TEXTAUSZUG
Düsseldorf (epd). Die Corona-Krise verstärkt einer Studie zufolge massiv die Ungleichheit zwischen den Geschlechtern. Fortschritte bei der Aufteilung von Erwerbs- und unbezahlter Sorgearbeit würden in vielen Familien zumindest zeitweilig zurückgenommen, teilte die gewerkschaftsnahe Hans-Böckler-Stiftung am Donnerstag in Düsseldorf mit. Diese Tendenz sei in Haushalten mit niedrigeren oder mittleren Einkommen stärker ausgeprägt als bei höheren Einkommen, wie aus einer Online-Umfrage hervorgehe, für die die Stiftung rund 7.700 Personen interviewen ließ.

Zeilen, entnommen aus einer Sammlung
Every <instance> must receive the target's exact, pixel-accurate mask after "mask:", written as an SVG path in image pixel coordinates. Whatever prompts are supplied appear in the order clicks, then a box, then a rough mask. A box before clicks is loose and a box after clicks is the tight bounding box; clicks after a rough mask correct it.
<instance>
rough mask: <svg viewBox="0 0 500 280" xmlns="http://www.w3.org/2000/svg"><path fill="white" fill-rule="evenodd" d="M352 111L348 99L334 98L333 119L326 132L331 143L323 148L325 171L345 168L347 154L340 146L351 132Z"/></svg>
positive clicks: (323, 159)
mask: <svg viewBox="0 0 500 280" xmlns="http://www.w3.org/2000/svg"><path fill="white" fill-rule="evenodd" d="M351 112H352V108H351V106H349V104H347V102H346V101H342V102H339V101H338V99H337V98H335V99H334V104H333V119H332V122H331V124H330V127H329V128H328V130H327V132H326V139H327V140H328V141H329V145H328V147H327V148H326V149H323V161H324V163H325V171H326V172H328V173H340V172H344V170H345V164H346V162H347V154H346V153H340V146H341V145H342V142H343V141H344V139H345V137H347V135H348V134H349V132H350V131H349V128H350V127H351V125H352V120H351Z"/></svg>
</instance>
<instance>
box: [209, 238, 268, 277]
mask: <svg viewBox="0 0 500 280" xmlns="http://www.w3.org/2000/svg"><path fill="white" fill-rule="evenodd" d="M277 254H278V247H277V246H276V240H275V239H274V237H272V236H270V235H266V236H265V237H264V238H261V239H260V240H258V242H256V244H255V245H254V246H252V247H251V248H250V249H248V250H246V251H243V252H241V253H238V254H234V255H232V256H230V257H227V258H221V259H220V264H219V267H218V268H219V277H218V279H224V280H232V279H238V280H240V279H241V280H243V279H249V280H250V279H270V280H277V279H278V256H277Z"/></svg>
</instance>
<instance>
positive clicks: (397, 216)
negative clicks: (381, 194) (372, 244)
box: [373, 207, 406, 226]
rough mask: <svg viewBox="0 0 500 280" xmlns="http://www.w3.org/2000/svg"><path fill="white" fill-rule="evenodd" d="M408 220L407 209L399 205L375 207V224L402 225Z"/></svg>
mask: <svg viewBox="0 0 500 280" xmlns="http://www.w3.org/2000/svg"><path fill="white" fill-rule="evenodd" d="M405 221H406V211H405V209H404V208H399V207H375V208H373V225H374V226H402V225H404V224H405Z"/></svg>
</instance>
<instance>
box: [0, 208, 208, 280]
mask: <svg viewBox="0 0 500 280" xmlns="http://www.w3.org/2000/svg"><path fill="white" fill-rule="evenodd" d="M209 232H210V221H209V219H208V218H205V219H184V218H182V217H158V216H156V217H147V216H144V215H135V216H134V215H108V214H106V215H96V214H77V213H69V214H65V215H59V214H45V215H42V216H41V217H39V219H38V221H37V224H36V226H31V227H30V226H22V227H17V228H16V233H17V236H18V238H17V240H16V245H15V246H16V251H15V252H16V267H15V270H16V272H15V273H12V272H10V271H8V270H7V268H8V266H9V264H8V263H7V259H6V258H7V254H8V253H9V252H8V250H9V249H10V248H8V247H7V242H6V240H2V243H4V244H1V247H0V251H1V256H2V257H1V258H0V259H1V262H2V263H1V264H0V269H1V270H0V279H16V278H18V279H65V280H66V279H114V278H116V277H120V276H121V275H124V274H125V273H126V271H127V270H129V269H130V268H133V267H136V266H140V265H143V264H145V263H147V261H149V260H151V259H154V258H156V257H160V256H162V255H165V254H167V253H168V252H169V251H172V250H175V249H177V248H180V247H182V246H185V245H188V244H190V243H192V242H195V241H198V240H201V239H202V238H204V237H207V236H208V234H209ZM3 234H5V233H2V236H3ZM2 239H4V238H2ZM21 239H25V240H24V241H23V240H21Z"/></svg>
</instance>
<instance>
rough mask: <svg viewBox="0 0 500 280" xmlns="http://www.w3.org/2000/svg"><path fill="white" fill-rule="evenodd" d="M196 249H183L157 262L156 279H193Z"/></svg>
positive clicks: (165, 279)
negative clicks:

AUFGABEN
(a) Schreiben Sie aus dem Textauszug zur Corona-Studie den Teil ab, der bei den Worten „Düsseldorf (epd). Die“ anfängt und nach den Worten „Personen interviewen ließ.“ aufhört.
(b) Übersetzen Sie diesen Satz aus dem Textauszug zur Corona-Studie ins Englische: „Die Corona-Krise verstärkt einer Studie zufolge massiv die Ungleichheit zwischen den Geschlechtern.“
(c) Schreiben Sie den Textauszug zur Corona-Studie weiter, angefangen nach seinem letzten Satz.

LÖSUNGEN
(a)
Düsseldorf (epd). Die Corona-Krise verstärkt einer Studie zufolge massiv die Ungleichheit zwischen den Geschlechtern. Fortschritte bei der Aufteilung von Erwerbs- und unbezahlter Sorgearbeit würden in vielen Familien zumindest zeitweilig zurückgenommen, teilte die gewerkschaftsnahe Hans-Böckler-Stiftung am Donnerstag in Düsseldorf mit. Diese Tendenz sei in Haushalten mit niedrigeren oder mittleren Einkommen stärker ausgeprägt als bei höheren Einkommen, wie aus einer Online-Umfrage hervorgehe, für die die Stiftung rund 7.700 Personen interviewen ließ.

(b) According to a study, the coronavirus crisis is massively increasing inequality between the sexes.

(c)
Wenn Eltern in Zeiten geschlossener Kitas und Schulen einspringen müssen, tragen der Auswertung zufolge Mütter die Hauptlast. In Haushalten mit mindestens einem Kind unter 14 Jahren haben 27 Prozent der Frauen, aber nur 16 Prozent der Männer ihre Arbeitszeit reduziert, um die Kinderbetreuung zu gewährleisten. Bei Haushalten mit geringerem oder mittlerem Einkommen fällt die Diskrepanz noch größer aus (rund 12 beziehungsweise 14 Prozentpunkte). Familien mit wenig Geld könnten es sich häufig nicht leisten, auf das meist höhere Gehalt des Mannes zu verzichten, hieß es zur Begründung.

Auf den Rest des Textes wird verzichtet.